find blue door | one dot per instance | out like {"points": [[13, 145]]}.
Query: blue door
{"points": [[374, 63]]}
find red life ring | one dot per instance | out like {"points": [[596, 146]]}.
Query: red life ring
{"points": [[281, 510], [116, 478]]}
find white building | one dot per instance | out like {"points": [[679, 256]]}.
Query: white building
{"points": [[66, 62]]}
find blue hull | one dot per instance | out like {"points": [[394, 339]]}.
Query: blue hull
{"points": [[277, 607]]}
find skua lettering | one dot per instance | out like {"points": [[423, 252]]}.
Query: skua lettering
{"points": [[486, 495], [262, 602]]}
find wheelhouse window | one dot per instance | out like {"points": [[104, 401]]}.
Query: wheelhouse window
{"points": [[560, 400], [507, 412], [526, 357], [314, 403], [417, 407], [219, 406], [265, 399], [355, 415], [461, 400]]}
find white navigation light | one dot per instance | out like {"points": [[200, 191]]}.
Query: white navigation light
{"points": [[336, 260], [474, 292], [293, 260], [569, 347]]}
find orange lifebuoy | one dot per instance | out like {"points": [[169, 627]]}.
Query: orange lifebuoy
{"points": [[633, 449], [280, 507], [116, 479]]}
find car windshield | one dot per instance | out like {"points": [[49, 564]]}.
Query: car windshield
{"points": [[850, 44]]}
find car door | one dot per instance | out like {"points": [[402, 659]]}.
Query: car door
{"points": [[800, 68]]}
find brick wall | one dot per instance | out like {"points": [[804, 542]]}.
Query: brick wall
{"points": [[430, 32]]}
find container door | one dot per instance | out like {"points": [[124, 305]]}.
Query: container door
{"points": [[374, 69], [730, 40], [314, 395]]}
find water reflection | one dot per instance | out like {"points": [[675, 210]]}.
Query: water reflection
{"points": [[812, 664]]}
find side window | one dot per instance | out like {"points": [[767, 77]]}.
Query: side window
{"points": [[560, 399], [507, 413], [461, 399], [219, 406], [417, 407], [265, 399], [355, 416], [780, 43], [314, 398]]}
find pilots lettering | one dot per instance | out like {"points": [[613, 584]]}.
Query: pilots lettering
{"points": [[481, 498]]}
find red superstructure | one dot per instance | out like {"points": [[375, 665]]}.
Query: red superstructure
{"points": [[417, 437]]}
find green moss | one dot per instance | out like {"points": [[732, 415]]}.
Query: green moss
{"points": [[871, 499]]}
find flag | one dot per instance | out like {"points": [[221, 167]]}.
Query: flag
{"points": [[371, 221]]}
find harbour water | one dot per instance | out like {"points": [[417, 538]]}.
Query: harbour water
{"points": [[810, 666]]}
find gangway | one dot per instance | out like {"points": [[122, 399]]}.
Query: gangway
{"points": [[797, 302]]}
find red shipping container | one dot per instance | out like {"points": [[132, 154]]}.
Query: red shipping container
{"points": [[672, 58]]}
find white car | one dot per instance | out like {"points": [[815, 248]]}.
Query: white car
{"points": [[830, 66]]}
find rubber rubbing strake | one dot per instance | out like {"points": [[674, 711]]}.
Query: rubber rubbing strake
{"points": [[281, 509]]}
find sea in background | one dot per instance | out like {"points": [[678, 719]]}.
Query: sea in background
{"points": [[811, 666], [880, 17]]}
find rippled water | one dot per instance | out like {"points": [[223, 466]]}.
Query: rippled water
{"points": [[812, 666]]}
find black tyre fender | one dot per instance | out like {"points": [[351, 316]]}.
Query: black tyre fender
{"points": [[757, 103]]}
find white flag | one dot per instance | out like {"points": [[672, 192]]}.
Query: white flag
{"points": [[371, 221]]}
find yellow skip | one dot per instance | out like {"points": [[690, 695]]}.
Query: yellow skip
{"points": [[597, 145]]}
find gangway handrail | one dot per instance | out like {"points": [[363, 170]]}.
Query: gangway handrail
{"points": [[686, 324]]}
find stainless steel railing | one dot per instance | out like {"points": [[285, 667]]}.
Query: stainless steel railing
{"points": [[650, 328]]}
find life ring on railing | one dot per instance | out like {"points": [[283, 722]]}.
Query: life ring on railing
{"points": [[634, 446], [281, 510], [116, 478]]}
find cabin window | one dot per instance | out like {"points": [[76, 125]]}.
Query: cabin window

**Instructions for the task**
Can you reproduce all of the data above verbatim, line for line?

**Correct output**
find blue door | one dot per instance | out like {"points": [[13, 145]]}.
Query: blue door
{"points": [[374, 63]]}
find red life ring | one dot per instance | out like {"points": [[596, 146]]}.
Query: red life ring
{"points": [[281, 510], [116, 478]]}
find white building | one dot per instance | out like {"points": [[679, 256]]}.
Query: white building
{"points": [[66, 62]]}
find blue hull | one dot per instance | out like {"points": [[394, 339]]}.
Query: blue hull
{"points": [[277, 607]]}
find skua lettering | one dot per instance | out like {"points": [[423, 252]]}.
Query: skua lettering
{"points": [[486, 495], [262, 602]]}
find wheelhouse window | one dot per instance | out like {"points": [[104, 401]]}.
Query: wheelhouse window
{"points": [[560, 400], [507, 412], [526, 357], [314, 403], [417, 407], [219, 406], [265, 399], [355, 415], [461, 400]]}
find white navigation light | one dot per instance | out like {"points": [[200, 191]]}.
Query: white navigation light
{"points": [[336, 260], [474, 292], [293, 260], [569, 347]]}
find orange lifebuoy | one dot per instance | out like {"points": [[169, 627]]}.
Query: orange lifebuoy
{"points": [[633, 449], [280, 507], [116, 479]]}
find car windshield | one dot per instance | out like {"points": [[49, 564]]}.
Query: car windshield
{"points": [[850, 44]]}
find car door | one dot per instance | out like {"points": [[402, 659]]}.
Query: car door
{"points": [[800, 68]]}
find brick wall | one dot per instance | out like {"points": [[804, 542]]}.
Query: brick wall
{"points": [[430, 32]]}
find container door | one dot per instance | out like {"points": [[124, 305]]}.
Query: container door
{"points": [[374, 69], [730, 40], [314, 395]]}
find water reflection | one dot per instance | out like {"points": [[675, 210]]}.
Query: water reflection
{"points": [[812, 664]]}
find side window | one dot per instance | out like {"points": [[767, 77]]}.
Query: side window
{"points": [[560, 399], [507, 413], [461, 399], [219, 406], [417, 407], [265, 399], [355, 416], [780, 43], [314, 398]]}
find pilots lettering | one dot per instance | out like {"points": [[613, 584]]}.
Query: pilots lettering
{"points": [[481, 498]]}
find red superstructure | one dot per instance | out like {"points": [[375, 665]]}.
Query: red superstructure
{"points": [[417, 437]]}
find green moss | one dot per instance | out like {"points": [[732, 415]]}.
Query: green moss
{"points": [[871, 499]]}
find flag | one dot per instance | out like {"points": [[221, 167]]}.
Query: flag
{"points": [[371, 221]]}
find harbour water | one dot per instance | out like {"points": [[417, 538]]}.
Query: harbour water
{"points": [[810, 666]]}
find gangway | one dot per instance | out like {"points": [[122, 399]]}.
Query: gangway
{"points": [[797, 302]]}
find red shipping container | one dot per instance | out like {"points": [[132, 154]]}.
Query: red shipping container
{"points": [[672, 58]]}
find white car | one dot per instance | out like {"points": [[815, 248]]}.
Query: white car
{"points": [[830, 66]]}
find rubber rubbing strake | one dot per instance | out like {"points": [[674, 711]]}.
Query: rubber rubbing strake
{"points": [[281, 509]]}
find sea in background | one dot per instance | out like {"points": [[678, 719]]}.
Query: sea in background
{"points": [[811, 666], [880, 17]]}
find rippled water | one dot per instance | out like {"points": [[223, 466]]}.
Query: rippled water
{"points": [[812, 666]]}
find black tyre fender | one dot per instance | out like {"points": [[351, 316]]}.
Query: black tyre fender
{"points": [[757, 103]]}
find white flag | one dot per instance | out like {"points": [[672, 192]]}.
Query: white flag
{"points": [[371, 221]]}
find yellow skip | one dot per instance | out like {"points": [[690, 695]]}.
Query: yellow skip
{"points": [[597, 145]]}
find gangway handrail | one dot per instance | out like {"points": [[363, 170]]}.
Query: gangway handrail
{"points": [[686, 324]]}
find stainless steel railing | one dot per instance | out like {"points": [[285, 667]]}.
Query: stainless steel railing
{"points": [[650, 328]]}
find life ring on railing | one dot per instance | out like {"points": [[283, 722]]}.
Query: life ring on railing
{"points": [[634, 446], [281, 510], [116, 478]]}
find cabin window | one dot per instance | out like {"points": [[76, 125]]}.
Query: cabin window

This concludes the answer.